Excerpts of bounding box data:
#####
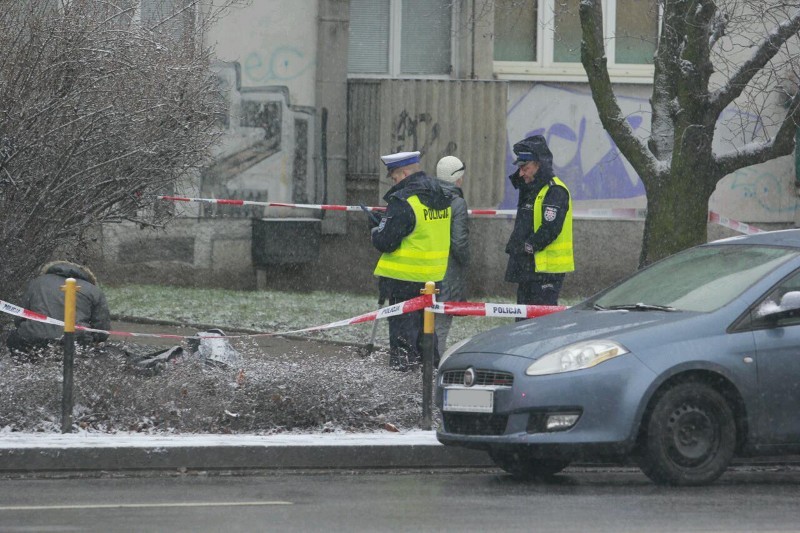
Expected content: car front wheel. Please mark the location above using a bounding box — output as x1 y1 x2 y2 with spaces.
639 382 736 485
489 448 570 480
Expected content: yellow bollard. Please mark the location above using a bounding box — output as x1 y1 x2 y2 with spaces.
61 278 78 433
419 281 439 430
61 278 78 333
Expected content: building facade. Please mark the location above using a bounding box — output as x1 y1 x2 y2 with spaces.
101 0 797 297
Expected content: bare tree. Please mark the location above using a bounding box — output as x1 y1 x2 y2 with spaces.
0 0 242 298
580 0 800 265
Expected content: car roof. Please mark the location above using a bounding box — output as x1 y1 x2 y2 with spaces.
708 229 800 248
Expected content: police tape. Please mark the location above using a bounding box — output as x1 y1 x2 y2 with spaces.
0 295 566 339
708 211 765 235
432 302 566 318
156 196 764 234
0 295 433 339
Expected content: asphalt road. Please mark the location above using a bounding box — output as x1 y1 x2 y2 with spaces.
0 467 800 533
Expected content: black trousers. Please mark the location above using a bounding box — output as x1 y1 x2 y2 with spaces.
517 274 566 322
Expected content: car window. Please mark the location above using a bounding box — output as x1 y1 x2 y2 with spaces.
588 244 798 312
752 271 800 327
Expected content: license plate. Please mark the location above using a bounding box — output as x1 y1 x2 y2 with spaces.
443 389 494 413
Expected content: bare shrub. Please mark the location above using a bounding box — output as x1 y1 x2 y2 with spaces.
0 0 242 299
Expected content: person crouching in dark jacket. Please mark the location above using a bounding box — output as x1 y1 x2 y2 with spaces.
6 261 111 356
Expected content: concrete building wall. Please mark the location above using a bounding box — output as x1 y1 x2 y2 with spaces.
97 0 797 297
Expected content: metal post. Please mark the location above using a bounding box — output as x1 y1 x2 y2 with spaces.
420 281 438 430
61 278 78 433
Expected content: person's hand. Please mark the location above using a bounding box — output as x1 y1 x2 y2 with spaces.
508 167 525 189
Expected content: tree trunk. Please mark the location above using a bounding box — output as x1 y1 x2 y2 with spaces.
639 166 713 267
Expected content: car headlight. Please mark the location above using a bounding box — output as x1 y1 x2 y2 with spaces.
439 337 472 366
525 340 628 376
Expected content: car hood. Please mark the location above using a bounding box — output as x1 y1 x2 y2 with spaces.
456 309 699 359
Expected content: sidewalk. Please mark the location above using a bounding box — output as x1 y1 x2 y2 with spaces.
0 430 492 474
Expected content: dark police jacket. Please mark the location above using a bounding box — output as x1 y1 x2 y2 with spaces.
372 172 451 299
505 166 569 283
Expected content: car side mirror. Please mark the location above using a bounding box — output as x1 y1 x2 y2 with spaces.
756 291 800 324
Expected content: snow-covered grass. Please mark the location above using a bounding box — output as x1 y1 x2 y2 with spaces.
0 286 571 434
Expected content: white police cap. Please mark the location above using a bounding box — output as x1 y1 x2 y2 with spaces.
381 152 420 170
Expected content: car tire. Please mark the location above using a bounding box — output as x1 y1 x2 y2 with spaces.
489 449 570 480
639 382 736 485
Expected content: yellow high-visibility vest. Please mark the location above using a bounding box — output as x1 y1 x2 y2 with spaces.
374 194 452 282
533 177 575 274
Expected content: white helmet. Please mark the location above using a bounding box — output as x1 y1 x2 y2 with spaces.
436 155 467 183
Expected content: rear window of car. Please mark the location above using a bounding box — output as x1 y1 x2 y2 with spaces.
588 244 798 312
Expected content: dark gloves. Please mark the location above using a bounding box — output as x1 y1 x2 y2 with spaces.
359 204 382 230
508 168 525 189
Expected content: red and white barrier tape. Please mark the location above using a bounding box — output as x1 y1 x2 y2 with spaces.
156 196 763 234
0 295 433 339
432 302 566 318
708 211 764 235
0 300 64 327
0 295 566 339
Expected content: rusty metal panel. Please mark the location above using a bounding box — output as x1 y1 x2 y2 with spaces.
347 80 381 179
348 79 508 207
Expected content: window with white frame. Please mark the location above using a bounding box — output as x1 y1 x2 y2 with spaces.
347 0 453 77
494 0 659 82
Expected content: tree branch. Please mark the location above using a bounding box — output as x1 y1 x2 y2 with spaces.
580 0 658 176
709 10 800 115
715 92 800 179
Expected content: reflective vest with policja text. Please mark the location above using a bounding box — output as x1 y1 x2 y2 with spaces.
533 177 575 274
374 194 452 282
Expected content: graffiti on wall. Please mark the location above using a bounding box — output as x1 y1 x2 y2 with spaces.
503 85 649 207
200 63 314 218
242 46 314 83
501 84 794 220
392 110 458 161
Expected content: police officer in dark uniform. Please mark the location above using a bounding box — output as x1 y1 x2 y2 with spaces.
505 135 575 314
372 148 451 371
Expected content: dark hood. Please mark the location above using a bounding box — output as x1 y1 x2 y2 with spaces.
383 172 451 209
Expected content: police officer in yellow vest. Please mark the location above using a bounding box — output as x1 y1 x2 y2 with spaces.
372 152 451 371
505 135 575 316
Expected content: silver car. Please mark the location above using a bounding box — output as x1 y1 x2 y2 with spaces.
436 230 800 485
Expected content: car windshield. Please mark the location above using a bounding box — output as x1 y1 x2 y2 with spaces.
589 244 797 312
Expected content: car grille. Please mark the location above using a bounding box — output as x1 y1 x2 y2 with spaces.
442 413 508 435
442 370 514 387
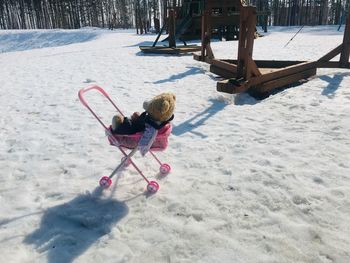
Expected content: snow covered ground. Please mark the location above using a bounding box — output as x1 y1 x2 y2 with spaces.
0 26 350 263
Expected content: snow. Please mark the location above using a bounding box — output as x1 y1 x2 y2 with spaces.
0 26 350 263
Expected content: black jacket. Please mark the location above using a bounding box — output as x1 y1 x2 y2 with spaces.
112 111 174 134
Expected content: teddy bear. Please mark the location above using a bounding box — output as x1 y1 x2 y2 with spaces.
111 93 176 135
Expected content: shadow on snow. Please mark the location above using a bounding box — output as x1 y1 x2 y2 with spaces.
0 30 98 53
24 187 128 263
172 99 228 138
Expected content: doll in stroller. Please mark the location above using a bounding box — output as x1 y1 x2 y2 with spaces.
78 86 176 193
#####
Exercise objective:
Render the listing above as a Markdown table with two columns, Row and Line, giving each line of the listing its own numbered row. Omit blank lines and leave out the pictures.

Result below:
| Row | Line |
|---|---|
| 1 | Expected content: car front wheel. Please mark the location above using a bounding box — output as x1 y1 x2 y2 with spaces. |
| 2 | 639 382 736 485 |
| 3 | 489 448 570 480 |
| 4 | Expected content: yellow bollard. Please mark the location above using a bounding box — output as x1 y1 x2 y2 with spaces. |
| 5 | 61 278 78 433 |
| 6 | 419 281 439 430 |
| 7 | 61 278 78 333 |
| 8 | Expected content: building facade. Please mark the location above using a bounding box — output as x1 y1 x2 y2 with spaces. |
| 9 | 101 0 797 297 |
| 10 | Expected content: bare tree. Please mark the location above using a bounding box — output as x1 y1 x2 y2 with spaces. |
| 11 | 0 0 242 298 |
| 12 | 580 0 800 265 |
| 13 | Expected content: car roof. Please mark the location above using a bounding box — output as x1 y1 x2 y2 with spaces. |
| 14 | 708 229 800 248 |
| 15 | Expected content: police tape. Please mark the location above using a bounding box — output as x1 y1 x2 y2 with spaces. |
| 16 | 0 295 566 339 |
| 17 | 708 211 765 235 |
| 18 | 432 302 566 318 |
| 19 | 156 196 764 234 |
| 20 | 0 295 433 339 |
| 21 | Expected content: asphalt road. Please mark the location above using a bounding box — output as x1 y1 x2 y2 with spaces. |
| 22 | 0 467 800 533 |
| 23 | Expected content: black trousers. Please mark the location above using a bounding box — output as x1 y1 x2 y2 with spaces. |
| 24 | 517 274 566 322 |
| 25 | Expected content: car window. Please mark the location above using a bounding box — output as x1 y1 x2 y2 with spaces. |
| 26 | 588 244 798 312 |
| 27 | 752 271 800 327 |
| 28 | Expected content: license plate. Please mark the location above using a bounding box — output as x1 y1 x2 y2 with spaces. |
| 29 | 443 389 494 413 |
| 30 | Expected content: bare shrub. Please mark the location above using a bounding box — output as x1 y1 x2 y2 with spaces. |
| 31 | 0 0 242 299 |
| 32 | Expected content: person crouching in dark jacket. Please mark the location above using a bounding box — output as x1 y1 x2 y2 with spaces. |
| 33 | 6 261 111 356 |
| 34 | Expected content: concrete building wall. Please mark the location above using a bounding box — output as x1 y1 x2 y2 with spaces. |
| 35 | 97 0 797 297 |
| 36 | Expected content: metal post. Please mark the location above using a bounding box — output as x1 y1 x2 y2 with spaces. |
| 37 | 420 281 438 430 |
| 38 | 61 278 78 433 |
| 39 | Expected content: person's hand. Please mark the location above using a bounding box — output as x1 y1 x2 y2 with spaces. |
| 40 | 508 167 525 189 |
| 41 | Expected content: tree trunk. Please mark the location above using a bounding box — output as x1 y1 x2 y2 with spaces. |
| 42 | 639 166 713 267 |
| 43 | Expected content: car headlight. Please mark the location above using a bounding box — output as x1 y1 x2 y2 with spaces. |
| 44 | 439 337 472 366 |
| 45 | 525 340 628 376 |
| 46 | Expected content: car hood. Please mark the location above using a bounding box — output as x1 y1 x2 y2 with spaces. |
| 47 | 456 309 699 359 |
| 48 | Expected content: sidewalk. Please mark the location above using a bounding box — output as x1 y1 x2 y2 with spaces. |
| 49 | 0 430 492 474 |
| 50 | Expected content: dark police jacket. Please mark the location above using a bounding box — output as x1 y1 x2 y2 with spaces. |
| 51 | 372 172 451 299 |
| 52 | 505 166 569 283 |
| 53 | Expected content: car side mirror. Please mark the location above using a bounding box — output as x1 y1 x2 y2 with spaces. |
| 54 | 756 291 800 324 |
| 55 | Expected content: snow-covered grass. Please mark the location above using a bounding box — output as x1 y1 x2 y2 with spaces. |
| 56 | 0 286 571 434 |
| 57 | Expected content: white police cap. Please mark the location above using a bounding box — output as x1 y1 x2 y2 with spaces. |
| 58 | 381 152 420 170 |
| 59 | Expected content: car tire. Please mark the location above using a bounding box — output as x1 y1 x2 y2 with spaces. |
| 60 | 489 449 570 480 |
| 61 | 639 382 736 485 |
| 62 | Expected content: yellow high-visibility vest. Please mark the location above using a bounding box — output as x1 y1 x2 y2 with spaces. |
| 63 | 374 194 452 282 |
| 64 | 533 177 575 274 |
| 65 | Expected content: white helmet. Please mark the location above using a bounding box — output as x1 y1 x2 y2 with spaces. |
| 66 | 436 155 467 183 |
| 67 | Expected content: rear window of car. Please mark the location above using a bounding box — output as x1 y1 x2 y2 with spaces. |
| 68 | 588 244 798 312 |
| 69 | Expected content: dark gloves. Please mark the location above using a bounding box — output as x1 y1 x2 y2 with spaces. |
| 70 | 359 204 382 230 |
| 71 | 508 168 525 189 |
| 72 | Expected content: red and white barrier tape. Please mark the location above using a bounding box — output as x1 y1 x2 y2 with spaces. |
| 73 | 156 196 763 234 |
| 74 | 0 295 433 339 |
| 75 | 432 302 566 318 |
| 76 | 708 211 764 235 |
| 77 | 0 300 64 327 |
| 78 | 0 295 566 339 |
| 79 | Expected content: rusty metal panel. Please mark the location above using a bounding box — output as x1 y1 x2 y2 with spaces. |
| 80 | 347 80 381 179 |
| 81 | 348 79 508 207 |
| 82 | Expected content: window with white frame. Please mark the location above using a bounding box — output as x1 y1 x2 y2 with spaces. |
| 83 | 347 0 453 77 |
| 84 | 494 0 659 82 |
| 85 | Expected content: tree branch. Please mark the location above using a bounding box — output as x1 y1 x2 y2 with spaces. |
| 86 | 580 0 658 176 |
| 87 | 709 10 800 115 |
| 88 | 715 92 800 179 |
| 89 | Expected content: reflective vest with policja text. Please mark the location above using a bounding box — output as x1 y1 x2 y2 with spaces. |
| 90 | 533 177 575 274 |
| 91 | 374 194 452 282 |
| 92 | Expected content: graffiti on wall. Please mark the location above using a bounding box — output as x1 y1 x2 y2 with spaces. |
| 93 | 503 85 649 207 |
| 94 | 200 63 314 218 |
| 95 | 242 46 314 83 |
| 96 | 501 84 794 220 |
| 97 | 392 110 458 161 |
| 98 | Expected content: police officer in dark uniform. Please mark the location above using a bounding box — output as x1 y1 x2 y2 with spaces. |
| 99 | 505 135 575 314 |
| 100 | 372 148 451 371 |
| 101 | Expected content: dark hood. Please mark the location above using a bounding box — output as x1 y1 x2 y2 with spaces. |
| 102 | 383 172 451 209 |
| 103 | Expected content: police officer in yellow vest. Please mark the location above using a bounding box — output as x1 y1 x2 y2 with spaces. |
| 104 | 372 152 451 371 |
| 105 | 505 135 575 316 |
| 106 | Expected content: silver car. Please mark the location above using a bounding box — output as x1 y1 x2 y2 with spaces. |
| 107 | 436 230 800 485 |
| 108 | Expected content: car windshield. Please mark the location above using a bounding box — output as x1 y1 x2 y2 with spaces. |
| 109 | 589 244 797 312 |
| 110 | Expected content: car grille. Please mark the location above using a bounding box — output as x1 y1 x2 y2 with spaces. |
| 111 | 442 413 508 435 |
| 112 | 442 370 514 387 |
| 113 | Expected content: snow covered ground. Please mark the location above using a bounding box — output as x1 y1 x2 y2 with spaces. |
| 114 | 0 26 350 263 |
| 115 | Expected content: snow. Please mark the location above using a bounding box — output as x1 y1 x2 y2 with spaces. |
| 116 | 0 26 350 263 |
| 117 | Expected content: black jacket. Please mark the location above using a bounding box — output as x1 y1 x2 y2 with spaces. |
| 118 | 112 111 174 134 |
| 119 | Expected content: teddy bear. Please mark the location above using a bounding box — output as x1 y1 x2 y2 with spaces. |
| 120 | 111 93 176 135 |
| 121 | Expected content: shadow on snow. Please mark the location above using a bounding box — output as x1 y1 x2 y2 with spaces. |
| 122 | 0 30 98 53 |
| 123 | 24 187 128 263 |
| 124 | 172 99 228 138 |
| 125 | Expected content: doll in stroller. Please mark the location above using a bounding box — output as x1 y1 x2 y2 with spaces. |
| 126 | 78 86 176 193 |